(Point-per-instance localization data)
————————

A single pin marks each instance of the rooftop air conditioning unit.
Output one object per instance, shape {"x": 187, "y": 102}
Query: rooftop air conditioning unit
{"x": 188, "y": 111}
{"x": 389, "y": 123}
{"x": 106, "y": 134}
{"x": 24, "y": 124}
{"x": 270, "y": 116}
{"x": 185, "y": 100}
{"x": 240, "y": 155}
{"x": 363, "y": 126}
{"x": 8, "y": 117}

————————

WHAT IS BEING ASKED –
Write out exactly those lines of the records above that lie from the one with "Output one object" through the last line, including both.

EXPECTED ANSWER –
Output one object per instance, shape {"x": 187, "y": 102}
Query: rooftop air conditioning unit
{"x": 188, "y": 111}
{"x": 389, "y": 123}
{"x": 106, "y": 134}
{"x": 24, "y": 124}
{"x": 270, "y": 116}
{"x": 185, "y": 100}
{"x": 240, "y": 155}
{"x": 363, "y": 126}
{"x": 8, "y": 117}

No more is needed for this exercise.